▸ **WORK TO BE COMPLETED**: Retype the entries in full.

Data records
-----
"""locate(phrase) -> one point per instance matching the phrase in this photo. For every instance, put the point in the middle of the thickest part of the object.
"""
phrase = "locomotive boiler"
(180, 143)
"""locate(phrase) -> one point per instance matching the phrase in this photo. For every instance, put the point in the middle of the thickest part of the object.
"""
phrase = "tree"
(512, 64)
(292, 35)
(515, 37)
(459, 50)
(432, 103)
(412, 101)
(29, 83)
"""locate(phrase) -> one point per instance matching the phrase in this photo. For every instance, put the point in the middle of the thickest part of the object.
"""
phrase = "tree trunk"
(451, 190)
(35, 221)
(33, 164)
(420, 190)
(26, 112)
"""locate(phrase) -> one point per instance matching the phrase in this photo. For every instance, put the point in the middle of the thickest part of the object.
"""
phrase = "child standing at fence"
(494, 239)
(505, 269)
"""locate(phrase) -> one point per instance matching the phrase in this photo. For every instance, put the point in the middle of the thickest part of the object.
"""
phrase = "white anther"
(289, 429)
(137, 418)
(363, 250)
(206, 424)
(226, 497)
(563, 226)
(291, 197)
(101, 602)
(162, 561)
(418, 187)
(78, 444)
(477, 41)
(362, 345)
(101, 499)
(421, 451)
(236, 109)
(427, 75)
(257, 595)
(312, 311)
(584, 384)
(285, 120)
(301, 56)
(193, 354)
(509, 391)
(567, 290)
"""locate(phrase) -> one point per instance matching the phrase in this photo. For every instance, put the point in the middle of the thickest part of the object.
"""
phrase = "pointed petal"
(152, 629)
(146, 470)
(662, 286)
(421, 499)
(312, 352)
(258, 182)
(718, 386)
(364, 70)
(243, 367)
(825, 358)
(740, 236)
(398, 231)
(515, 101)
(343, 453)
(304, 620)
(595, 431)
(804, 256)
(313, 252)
-----
▸ **SOLUTION TO THE PROBLEM**:
"""locate(phrase) -> one point per instance matching the phrase in this photo. For every instance, put the point in the middle of the thickest part of the object.
"""
phrase = "locomotive boiler"
(180, 143)
"""locate(phrase) -> one point per instance matching the phrase in this photo. For every instance, put the point in the middle of the thickest part of the object.
"""
phrase = "tree"
(512, 64)
(292, 35)
(515, 37)
(459, 50)
(432, 103)
(412, 101)
(29, 83)
"""locate(phrase) -> one point per instance matching the phrase in this photo. For every instance, put the point in the middle of the thickest part of the object.
"""
phrase = "tree trunk"
(451, 190)
(35, 221)
(33, 164)
(420, 190)
(26, 112)
"""locate(phrase) -> one point per instance matching the phrase in this photo. For every instance, put the point in the middle of the thickest part of the object.
"""
phrase = "child standing at fence"
(494, 239)
(505, 269)
"""locate(phrase) -> one point per instance matching the phrase in this photo. For every instance, put the point in the middle of the thickest part of the object.
"""
phrase = "white anther"
(289, 429)
(137, 418)
(363, 250)
(206, 424)
(226, 497)
(563, 226)
(291, 197)
(101, 602)
(162, 561)
(418, 187)
(78, 444)
(477, 41)
(362, 345)
(101, 499)
(421, 451)
(236, 109)
(427, 75)
(257, 595)
(312, 311)
(584, 384)
(285, 120)
(301, 56)
(193, 354)
(509, 391)
(567, 290)
"""locate(phrase) -> one point per instance matching the phrase in this photo. For every instance, put the point in the middle of the thickest part of the object.
"""
phrase = "pointed petal"
(152, 629)
(146, 470)
(662, 286)
(421, 499)
(312, 352)
(258, 182)
(718, 386)
(364, 70)
(243, 367)
(825, 358)
(740, 236)
(398, 231)
(515, 101)
(343, 453)
(304, 620)
(595, 431)
(804, 256)
(313, 252)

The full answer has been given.